### Provided text
=== Begin Enclosure ===
Alice Rivlin, who served as President Clinton's budget director during the 1995 government shutdown, has a simple message for lawmakers as a possible new shutdown looms: "Don't do it again."
Rivlin said in an interview with CBS News that it is "unlikely" there will be a shutdown, "because I think nobody wants one with the possible exception of some of the freshmen members of the House." The people who lived through the December 1995 shutdown, including members of the Republican leadership, "do not remember it pleasantly," she said.
"It was public relations disaster for the Gingrich team, and I think Mr. Boehner knows that," said Rivlin, who predicted a "major effort to work out some sort of compromise." The government will shut down at 11:59 p.m. on March 4th without action by lawmakers to provide new funding.
The December 1995 shutdown, which lasted 21 days, resulted from a prolonged public battle between Republicans and then-President Clinton over balancing the budget and reforming entitlement programs. Among the Republican demands at the time were to convert Medicare to a voucher system, shift responsibility for Medicaid to states and cut education spending and government research programs.
=== End Enclosure ===
### Data extracts
=== Begin Enclosure ===
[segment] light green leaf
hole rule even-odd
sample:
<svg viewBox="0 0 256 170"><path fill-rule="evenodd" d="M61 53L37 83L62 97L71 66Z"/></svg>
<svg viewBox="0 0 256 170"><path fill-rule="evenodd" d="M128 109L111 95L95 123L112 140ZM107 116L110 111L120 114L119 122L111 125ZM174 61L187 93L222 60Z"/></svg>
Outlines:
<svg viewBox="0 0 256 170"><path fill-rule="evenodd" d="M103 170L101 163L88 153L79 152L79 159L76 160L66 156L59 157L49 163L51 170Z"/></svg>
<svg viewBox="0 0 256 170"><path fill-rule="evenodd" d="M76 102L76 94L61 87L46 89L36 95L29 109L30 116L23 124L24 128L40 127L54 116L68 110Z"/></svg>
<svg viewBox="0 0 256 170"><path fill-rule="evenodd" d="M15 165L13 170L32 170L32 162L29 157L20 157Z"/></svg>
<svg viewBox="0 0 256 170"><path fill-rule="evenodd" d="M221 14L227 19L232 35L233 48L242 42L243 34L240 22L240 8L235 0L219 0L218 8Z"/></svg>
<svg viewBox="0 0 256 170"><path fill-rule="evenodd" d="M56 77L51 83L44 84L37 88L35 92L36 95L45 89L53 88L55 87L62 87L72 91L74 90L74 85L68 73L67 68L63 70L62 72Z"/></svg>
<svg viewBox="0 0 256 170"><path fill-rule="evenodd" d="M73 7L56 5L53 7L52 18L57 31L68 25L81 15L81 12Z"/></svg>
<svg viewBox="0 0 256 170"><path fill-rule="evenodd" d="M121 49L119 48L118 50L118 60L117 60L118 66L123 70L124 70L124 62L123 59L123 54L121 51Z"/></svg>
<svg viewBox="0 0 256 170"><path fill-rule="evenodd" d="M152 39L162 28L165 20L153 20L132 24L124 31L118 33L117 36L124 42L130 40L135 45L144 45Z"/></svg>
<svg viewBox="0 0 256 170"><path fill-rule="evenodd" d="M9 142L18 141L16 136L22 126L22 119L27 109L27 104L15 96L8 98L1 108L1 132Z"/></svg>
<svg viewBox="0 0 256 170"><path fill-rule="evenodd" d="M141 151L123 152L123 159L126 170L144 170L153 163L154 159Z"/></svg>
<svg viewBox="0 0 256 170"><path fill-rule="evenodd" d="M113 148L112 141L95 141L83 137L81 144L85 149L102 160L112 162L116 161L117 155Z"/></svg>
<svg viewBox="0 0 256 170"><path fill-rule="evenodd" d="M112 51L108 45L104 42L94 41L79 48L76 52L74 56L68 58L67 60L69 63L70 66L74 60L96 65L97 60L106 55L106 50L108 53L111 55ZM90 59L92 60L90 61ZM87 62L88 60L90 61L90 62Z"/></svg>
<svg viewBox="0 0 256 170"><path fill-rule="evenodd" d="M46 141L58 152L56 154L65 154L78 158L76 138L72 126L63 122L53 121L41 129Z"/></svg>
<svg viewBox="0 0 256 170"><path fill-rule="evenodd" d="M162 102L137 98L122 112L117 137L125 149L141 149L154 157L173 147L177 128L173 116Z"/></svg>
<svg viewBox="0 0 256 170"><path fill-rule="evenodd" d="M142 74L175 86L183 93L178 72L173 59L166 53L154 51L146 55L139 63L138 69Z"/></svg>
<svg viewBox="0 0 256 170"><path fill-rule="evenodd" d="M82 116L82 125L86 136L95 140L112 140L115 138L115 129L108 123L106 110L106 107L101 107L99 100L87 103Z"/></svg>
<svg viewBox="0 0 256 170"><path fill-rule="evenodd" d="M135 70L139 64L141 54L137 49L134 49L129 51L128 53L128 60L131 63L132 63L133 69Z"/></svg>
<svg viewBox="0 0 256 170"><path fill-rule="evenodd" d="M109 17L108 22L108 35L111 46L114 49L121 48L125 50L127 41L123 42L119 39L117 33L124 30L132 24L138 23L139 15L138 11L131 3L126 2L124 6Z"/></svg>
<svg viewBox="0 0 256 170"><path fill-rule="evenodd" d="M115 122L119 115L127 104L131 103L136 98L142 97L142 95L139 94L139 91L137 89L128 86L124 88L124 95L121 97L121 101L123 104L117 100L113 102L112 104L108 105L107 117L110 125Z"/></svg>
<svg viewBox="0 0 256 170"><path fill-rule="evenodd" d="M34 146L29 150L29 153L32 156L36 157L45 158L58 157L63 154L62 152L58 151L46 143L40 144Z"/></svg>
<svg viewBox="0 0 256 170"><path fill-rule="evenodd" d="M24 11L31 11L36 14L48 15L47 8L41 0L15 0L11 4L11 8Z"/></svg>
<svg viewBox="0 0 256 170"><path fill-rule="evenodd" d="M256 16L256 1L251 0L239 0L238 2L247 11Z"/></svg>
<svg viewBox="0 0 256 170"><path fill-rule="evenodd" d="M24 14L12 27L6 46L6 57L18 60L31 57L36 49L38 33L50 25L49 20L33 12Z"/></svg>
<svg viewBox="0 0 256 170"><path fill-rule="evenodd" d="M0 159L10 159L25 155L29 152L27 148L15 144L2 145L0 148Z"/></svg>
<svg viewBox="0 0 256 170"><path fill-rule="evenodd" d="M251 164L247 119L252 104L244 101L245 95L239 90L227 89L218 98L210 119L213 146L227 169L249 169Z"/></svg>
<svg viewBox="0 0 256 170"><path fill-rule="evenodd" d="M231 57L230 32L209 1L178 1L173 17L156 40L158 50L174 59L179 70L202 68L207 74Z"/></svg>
=== End Enclosure ===
### Activity A
According to the shutdown article, how many days did the December 1995 shutdown last?
### Activity B
List every person named in the shutdown article.
### Activity C
Reproduce the shutdown article's text between "Rivlin said in" and "provide new funding.", inclusive.

### Written response A
21 days

### Written response B
Alice Rivlin, President Clinton, Gingrich, Mr. Boehner

### Written response C
Rivlin said in an interview with CBS News that it is "unlikely" there will be a shutdown, "because I think nobody wants one with the possible exception of some of the freshmen members of the House." The people who lived through the December 1995 shutdown, including members of the Republican leadership, "do not remember it pleasantly," she said.
"It was public relations disaster for the Gingrich team, and I think Mr. Boehner knows that," said Rivlin, who predicted a "major effort to work out some sort of compromise." The government will shut down at 11:59 p.m. on March 4th without action by lawmakers to provide new funding.